↓
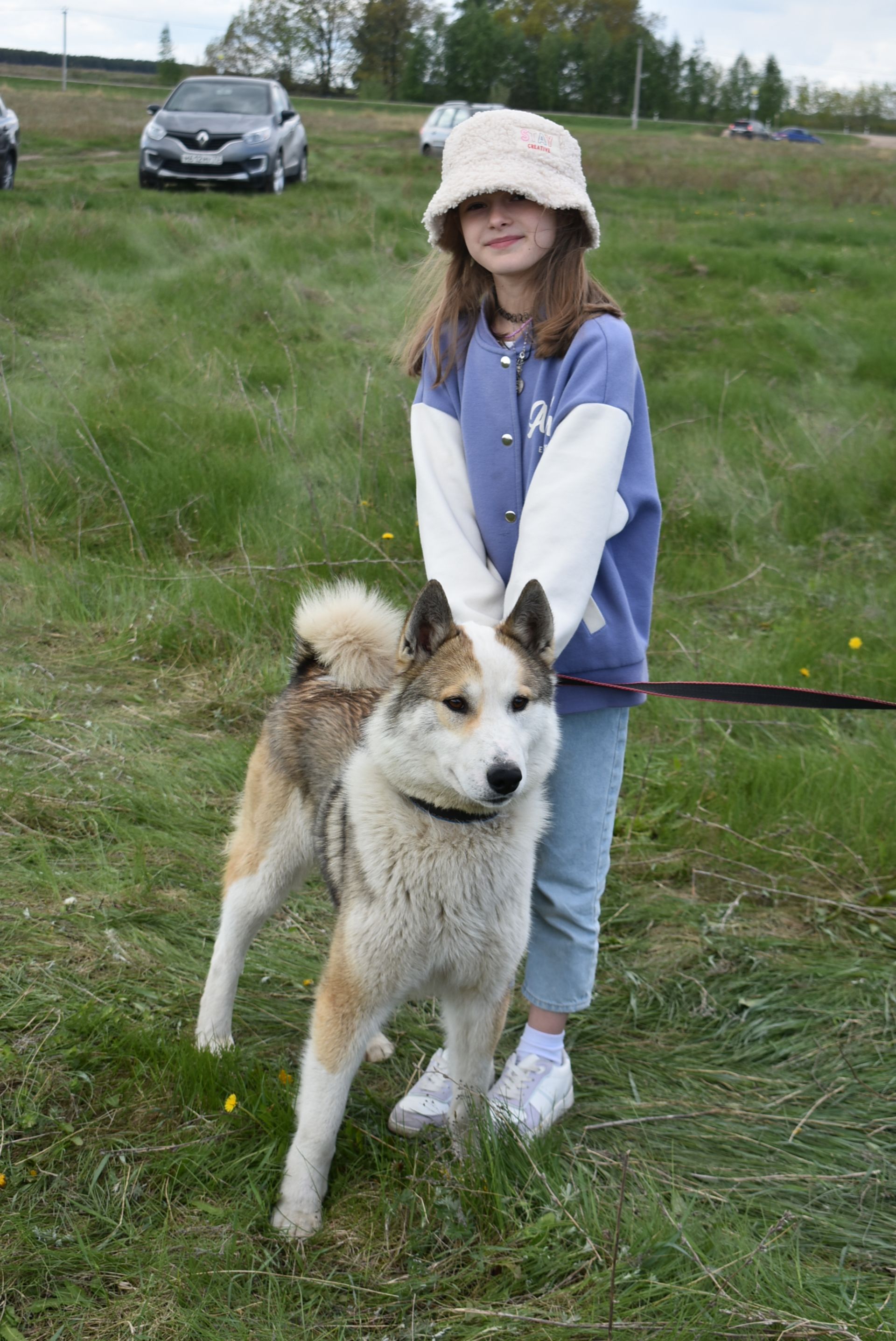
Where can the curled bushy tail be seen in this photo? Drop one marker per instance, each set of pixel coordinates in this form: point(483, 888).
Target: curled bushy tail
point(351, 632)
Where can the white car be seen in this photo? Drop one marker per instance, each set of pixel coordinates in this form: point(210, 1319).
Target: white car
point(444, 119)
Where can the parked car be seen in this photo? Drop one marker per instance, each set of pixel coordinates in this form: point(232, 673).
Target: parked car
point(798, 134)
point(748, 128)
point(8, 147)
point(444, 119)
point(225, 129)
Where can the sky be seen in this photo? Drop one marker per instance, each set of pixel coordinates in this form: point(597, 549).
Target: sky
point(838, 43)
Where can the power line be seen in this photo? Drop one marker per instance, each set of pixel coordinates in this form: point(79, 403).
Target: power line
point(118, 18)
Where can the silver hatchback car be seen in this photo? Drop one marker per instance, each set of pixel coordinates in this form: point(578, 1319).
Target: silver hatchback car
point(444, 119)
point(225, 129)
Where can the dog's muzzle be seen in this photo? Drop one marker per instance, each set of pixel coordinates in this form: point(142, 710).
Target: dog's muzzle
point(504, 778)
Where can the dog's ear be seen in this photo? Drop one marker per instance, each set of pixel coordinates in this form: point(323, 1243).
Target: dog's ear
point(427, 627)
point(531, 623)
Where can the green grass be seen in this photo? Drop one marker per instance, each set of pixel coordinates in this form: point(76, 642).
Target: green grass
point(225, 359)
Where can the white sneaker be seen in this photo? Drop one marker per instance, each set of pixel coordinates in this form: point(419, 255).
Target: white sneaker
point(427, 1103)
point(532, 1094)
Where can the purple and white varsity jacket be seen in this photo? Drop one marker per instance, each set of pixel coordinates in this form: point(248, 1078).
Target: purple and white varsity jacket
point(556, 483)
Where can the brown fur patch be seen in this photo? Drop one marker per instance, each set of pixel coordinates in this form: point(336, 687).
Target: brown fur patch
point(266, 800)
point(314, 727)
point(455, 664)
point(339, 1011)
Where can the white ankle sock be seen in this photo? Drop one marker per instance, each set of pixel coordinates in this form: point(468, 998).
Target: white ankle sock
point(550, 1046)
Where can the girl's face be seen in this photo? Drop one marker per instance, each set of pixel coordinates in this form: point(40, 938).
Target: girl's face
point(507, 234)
↑
> [What is asked]:
Retype the data between the line containing "Where can the white car" and the line containing "point(504, 778)", inclusive, reproducing each line precisely.

> [Exercise result]:
Where can the white car be seen in this photo? Drop one marker per instance, each set of pixel coordinates in this form: point(210, 1319).
Target: white car
point(444, 119)
Where can the parked car be seen in this photo? Drop one marker per instance, each set of pixel coordinates in this form: point(232, 673).
Target: parked car
point(798, 134)
point(748, 128)
point(8, 147)
point(444, 119)
point(225, 129)
Where can the sky be seen in this photo? Drop one marker per instance, each set of pixel coordinates in this form: point(597, 549).
Target: sky
point(838, 43)
Where can the power line be seen in this photo? Drop one marker per instance, each set of pixel coordinates in this form: point(79, 403).
Target: power line
point(118, 18)
Where can the silver hatchback car be seen in this photo? Drop one marker per instance, each set of pixel coordinates in this form: point(578, 1319).
Target: silver hatchback car
point(444, 119)
point(225, 129)
Where can the dog's muzzle be seen in this photo? Drop one marker per instance, each set of pixel coordinates in this form: point(142, 710).
Target: dog's muzzle
point(504, 778)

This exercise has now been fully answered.